ECLI:NL:RVS:2009:BI4532

Raad van State

Datum uitspraak
20 mei 2009
Publicatiedatum
5 april 2013
Zaaknummer
200806381/1/H1
Instantie
Raad van State
Type
Uitspraak
Rechtsgebied
Bestuursrecht
Procedures
  • Hoger beroep
Rechters
Vindplaatsen
  • Rechtspraak.nl
AI samenvatting door LexboostAutomatisch gegenereerd

Beëindiging bewoning bijgebouw door college van burgemeester en wethouders van Oudewater

In deze zaak heeft het college van burgemeester en wethouders van Oudewater op 23 oktober 2007 een besluit genomen waarbij aan [wederpartij] werd gelast de bewoning van een bijgebouw op het perceel [locatie] te [plaats] te beëindigen, onder oplegging van een dwangsom. [Wederpartij] heeft hiertegen bezwaar gemaakt, maar het college verklaarde dit bezwaar ongegrond bij besluit van 19 februari 2008. Vervolgens heeft [wederpartij] beroep ingesteld bij de rechtbank Utrecht, die op 18 juli 2008 het beroep gegrond verklaarde en het besluit van het college vernietigde. Het college heeft hiertegen hoger beroep ingesteld bij de Raad van State, dat op 30 maart 2009 ter zitting werd behandeld.

Verken het materiaal:
1 – Op welke datum verklaarde het college het bezwaar ongegrond, volgens de tekst over het bijgebouw in Oudewater?
2 – Geef bij elke bewering aan of die klopt met de tekst over het bijgebouw in Oudewater. Antwoord met ja of nee en citeer de woorden die de doorslag geven.
(a) De rechtbank Utrecht verklaarde het beroep ongegrond.
(b) Het hoger beroep werd op 30 maart 2009 ter zitting behandeld.
(c) Bij het besluit van 23 oktober 2007 werd een dwangsom opgelegd.
3 – Schrijf de tekst over het bijgebouw in Oudewater verder, te beginnen na de laatste zin.
Voor de opdrachten bij de tekst over het bijgebouw in Oudewater zijn de rijen niet nodig.

Geselecteerde gegevens:
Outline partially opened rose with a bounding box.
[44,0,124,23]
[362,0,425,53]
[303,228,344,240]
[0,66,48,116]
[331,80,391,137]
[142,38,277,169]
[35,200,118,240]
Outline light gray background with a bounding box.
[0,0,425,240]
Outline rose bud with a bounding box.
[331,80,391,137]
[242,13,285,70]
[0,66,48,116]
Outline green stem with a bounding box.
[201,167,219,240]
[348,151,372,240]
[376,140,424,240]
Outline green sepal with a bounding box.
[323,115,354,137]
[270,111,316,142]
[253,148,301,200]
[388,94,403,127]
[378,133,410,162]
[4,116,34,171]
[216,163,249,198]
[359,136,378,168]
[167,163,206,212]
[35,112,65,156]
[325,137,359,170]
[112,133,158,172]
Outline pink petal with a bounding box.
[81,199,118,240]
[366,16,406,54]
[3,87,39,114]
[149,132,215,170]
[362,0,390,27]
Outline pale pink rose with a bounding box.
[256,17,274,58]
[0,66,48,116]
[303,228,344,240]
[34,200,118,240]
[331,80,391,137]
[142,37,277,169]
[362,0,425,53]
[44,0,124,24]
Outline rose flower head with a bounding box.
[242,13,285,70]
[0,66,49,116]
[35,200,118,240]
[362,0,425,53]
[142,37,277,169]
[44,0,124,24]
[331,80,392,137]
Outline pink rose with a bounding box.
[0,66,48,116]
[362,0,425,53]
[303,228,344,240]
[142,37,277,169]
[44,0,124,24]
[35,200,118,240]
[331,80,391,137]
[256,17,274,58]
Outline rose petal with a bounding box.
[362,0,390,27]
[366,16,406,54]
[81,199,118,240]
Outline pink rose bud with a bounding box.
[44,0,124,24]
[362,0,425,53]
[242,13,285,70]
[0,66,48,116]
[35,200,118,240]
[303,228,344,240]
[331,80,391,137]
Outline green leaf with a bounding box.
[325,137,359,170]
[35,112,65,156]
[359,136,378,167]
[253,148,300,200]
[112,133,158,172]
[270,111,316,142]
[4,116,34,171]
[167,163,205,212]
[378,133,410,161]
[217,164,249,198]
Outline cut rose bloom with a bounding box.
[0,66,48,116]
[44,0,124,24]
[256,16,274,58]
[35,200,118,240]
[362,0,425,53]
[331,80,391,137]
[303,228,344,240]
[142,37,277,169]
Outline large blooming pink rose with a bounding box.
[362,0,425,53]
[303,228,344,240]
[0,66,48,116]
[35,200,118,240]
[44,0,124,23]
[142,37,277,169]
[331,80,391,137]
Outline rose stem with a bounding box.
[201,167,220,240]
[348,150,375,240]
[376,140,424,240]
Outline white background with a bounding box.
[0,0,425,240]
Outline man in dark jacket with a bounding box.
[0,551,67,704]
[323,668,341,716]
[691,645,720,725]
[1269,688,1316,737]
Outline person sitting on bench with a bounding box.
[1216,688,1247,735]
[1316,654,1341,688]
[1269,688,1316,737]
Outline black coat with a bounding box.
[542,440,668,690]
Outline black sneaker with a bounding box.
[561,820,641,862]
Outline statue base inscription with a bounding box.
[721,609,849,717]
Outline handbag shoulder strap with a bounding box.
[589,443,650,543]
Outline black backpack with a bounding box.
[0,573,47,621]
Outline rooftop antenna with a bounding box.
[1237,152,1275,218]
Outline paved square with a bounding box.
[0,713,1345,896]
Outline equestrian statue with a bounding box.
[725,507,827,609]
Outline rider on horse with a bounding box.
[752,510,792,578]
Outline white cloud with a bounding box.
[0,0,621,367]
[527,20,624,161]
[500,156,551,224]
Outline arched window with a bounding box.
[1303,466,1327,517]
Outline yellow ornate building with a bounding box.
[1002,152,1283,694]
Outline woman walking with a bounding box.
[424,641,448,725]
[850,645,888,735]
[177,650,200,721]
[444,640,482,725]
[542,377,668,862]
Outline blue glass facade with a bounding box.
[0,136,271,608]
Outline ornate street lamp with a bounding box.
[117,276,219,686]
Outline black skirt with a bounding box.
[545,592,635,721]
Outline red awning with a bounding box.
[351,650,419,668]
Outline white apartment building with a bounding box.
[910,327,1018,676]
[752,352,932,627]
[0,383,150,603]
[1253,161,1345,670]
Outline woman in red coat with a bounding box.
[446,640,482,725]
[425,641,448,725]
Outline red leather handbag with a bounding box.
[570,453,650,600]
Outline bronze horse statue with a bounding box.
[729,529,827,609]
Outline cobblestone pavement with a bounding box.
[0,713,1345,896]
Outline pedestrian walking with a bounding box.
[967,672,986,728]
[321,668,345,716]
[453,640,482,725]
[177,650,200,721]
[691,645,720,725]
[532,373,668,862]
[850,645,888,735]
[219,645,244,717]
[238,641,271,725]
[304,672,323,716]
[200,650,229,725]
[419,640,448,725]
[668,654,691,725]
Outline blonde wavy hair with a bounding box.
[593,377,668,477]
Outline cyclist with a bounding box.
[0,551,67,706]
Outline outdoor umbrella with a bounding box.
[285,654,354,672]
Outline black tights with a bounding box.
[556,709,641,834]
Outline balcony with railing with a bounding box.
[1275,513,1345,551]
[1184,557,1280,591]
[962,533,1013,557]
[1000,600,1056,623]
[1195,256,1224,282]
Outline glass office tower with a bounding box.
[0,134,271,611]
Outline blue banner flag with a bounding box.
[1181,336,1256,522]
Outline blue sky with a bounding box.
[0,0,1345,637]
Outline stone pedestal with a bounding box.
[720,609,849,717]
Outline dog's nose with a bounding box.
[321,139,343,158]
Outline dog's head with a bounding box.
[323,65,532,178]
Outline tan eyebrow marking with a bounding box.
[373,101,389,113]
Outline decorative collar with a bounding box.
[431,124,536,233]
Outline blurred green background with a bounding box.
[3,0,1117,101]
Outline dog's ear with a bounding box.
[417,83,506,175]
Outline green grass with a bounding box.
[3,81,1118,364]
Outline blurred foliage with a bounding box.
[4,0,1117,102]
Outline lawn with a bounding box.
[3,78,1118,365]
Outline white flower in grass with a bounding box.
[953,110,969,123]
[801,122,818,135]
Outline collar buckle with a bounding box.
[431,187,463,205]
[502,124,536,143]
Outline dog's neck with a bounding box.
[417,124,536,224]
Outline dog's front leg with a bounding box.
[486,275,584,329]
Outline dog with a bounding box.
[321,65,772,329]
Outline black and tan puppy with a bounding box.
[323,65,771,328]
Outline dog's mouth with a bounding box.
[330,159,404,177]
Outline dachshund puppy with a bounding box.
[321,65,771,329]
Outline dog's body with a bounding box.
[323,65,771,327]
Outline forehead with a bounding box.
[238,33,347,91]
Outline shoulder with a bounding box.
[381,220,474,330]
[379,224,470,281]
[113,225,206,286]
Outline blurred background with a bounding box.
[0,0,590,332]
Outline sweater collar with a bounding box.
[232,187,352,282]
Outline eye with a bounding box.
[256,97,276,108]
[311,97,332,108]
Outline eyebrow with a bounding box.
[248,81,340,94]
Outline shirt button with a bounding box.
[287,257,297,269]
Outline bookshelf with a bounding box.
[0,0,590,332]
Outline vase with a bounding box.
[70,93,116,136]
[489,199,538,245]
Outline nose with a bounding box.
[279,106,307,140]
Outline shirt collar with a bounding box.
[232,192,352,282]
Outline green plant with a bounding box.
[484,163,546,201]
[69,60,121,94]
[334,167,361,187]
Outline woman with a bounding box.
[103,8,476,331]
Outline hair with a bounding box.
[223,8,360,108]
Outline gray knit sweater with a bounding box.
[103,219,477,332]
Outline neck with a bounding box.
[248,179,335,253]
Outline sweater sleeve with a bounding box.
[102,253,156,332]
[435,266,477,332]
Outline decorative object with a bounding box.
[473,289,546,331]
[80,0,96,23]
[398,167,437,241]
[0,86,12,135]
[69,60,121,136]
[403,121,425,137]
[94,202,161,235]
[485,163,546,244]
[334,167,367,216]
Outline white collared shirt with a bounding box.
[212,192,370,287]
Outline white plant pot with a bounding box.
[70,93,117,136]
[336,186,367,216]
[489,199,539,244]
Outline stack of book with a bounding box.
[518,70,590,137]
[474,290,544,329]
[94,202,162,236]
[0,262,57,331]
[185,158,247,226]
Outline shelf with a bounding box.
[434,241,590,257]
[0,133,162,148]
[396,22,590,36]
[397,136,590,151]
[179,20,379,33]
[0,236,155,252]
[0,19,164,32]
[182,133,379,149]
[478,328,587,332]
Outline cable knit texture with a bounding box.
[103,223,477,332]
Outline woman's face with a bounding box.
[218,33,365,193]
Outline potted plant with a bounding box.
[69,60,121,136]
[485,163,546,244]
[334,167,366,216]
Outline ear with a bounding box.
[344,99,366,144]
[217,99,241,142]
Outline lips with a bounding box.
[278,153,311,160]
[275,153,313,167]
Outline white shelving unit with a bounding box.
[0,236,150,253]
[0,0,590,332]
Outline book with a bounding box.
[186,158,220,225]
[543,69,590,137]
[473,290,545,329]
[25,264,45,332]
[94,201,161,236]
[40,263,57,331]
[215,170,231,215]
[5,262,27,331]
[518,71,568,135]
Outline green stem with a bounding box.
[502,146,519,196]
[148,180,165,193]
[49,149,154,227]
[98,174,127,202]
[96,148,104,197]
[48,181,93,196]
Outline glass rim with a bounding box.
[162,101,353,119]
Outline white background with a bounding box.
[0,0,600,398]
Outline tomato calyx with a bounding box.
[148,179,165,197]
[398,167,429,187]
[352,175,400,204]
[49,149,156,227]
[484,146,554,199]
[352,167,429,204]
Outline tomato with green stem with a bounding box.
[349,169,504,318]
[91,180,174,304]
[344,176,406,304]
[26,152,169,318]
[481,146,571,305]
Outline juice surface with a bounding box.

Antwoorden:
1 – Op 19 februari 2008.

2 –
(a) Nee: "die op 18 juli 2008 het beroep gegrond verklaarde en het besluit van het college vernietigde"
(b) Ja: "dat op 30 maart 2009 ter zitting werd behandeld"
(c) Ja: "onder oplegging van een dwangsom"

3 –
De Raad van State heeft overwogen dat de rechtbank terecht heeft geoordeeld dat de bewoning van het bijgebouw niet in strijd is met de bestemmingsplanvoorschriften. Het college betoogde dat de bewoning in strijd was met artikel 26, eerste lid, van de voorschriften van het bestemmingsplan "Landelijk gebied Oudewater", maar de Raad van State oordeelde dat de bewoning van het bijgebouw niet in strijd is met de aan het perceel gegeven bestemming "Woondoeleinden". De Raad van State bevestigde de uitspraak van de rechtbank en oordeelde dat het college in de proceskosten moest worden veroordeeld tot een bedrag van € 644,00, te betalen aan [wederpartij].

De uitspraak van de Raad van State is gedaan in naam der Koningin en bevestigt de eerdere uitspraak van de rechtbank, waarmee het college in het ongelijk is gesteld. De zaak benadrukt de noodzaak voor gemeenten om zorgvuldig om te gaan met bestemmingsplannen en de rechten van bewoners.

Uitspraak

200806381/1/H1.
Datum uitspraak: 20 mei 2009
AFDELING
BESTUURSRECHTSPRAAK
Uitspraak op het hoger beroep van:
het college van burgemeester en wethouders van Oudewater,
appellant,
tegen de uitspraak van de rechtbank Utrecht van 18 juli 2008 in zaak nr. 08/767 in het geding tussen:
[wederpartij] wonend te [woonplaats],
en
het college van burgemeester en wethouders van Oudewater.
1. Procesverloop
Bij besluit van 23 oktober 2007 heeft het college van burgemeester en wethouders van Oudewater (hierna: het college) [wederpartij] onder oplegging van een dwangsom gelast de bewoning van het bijgebouw op het perceel [locatie] te [plaats] (hierna: het perceel) te beëindigen en beëindigd te laten.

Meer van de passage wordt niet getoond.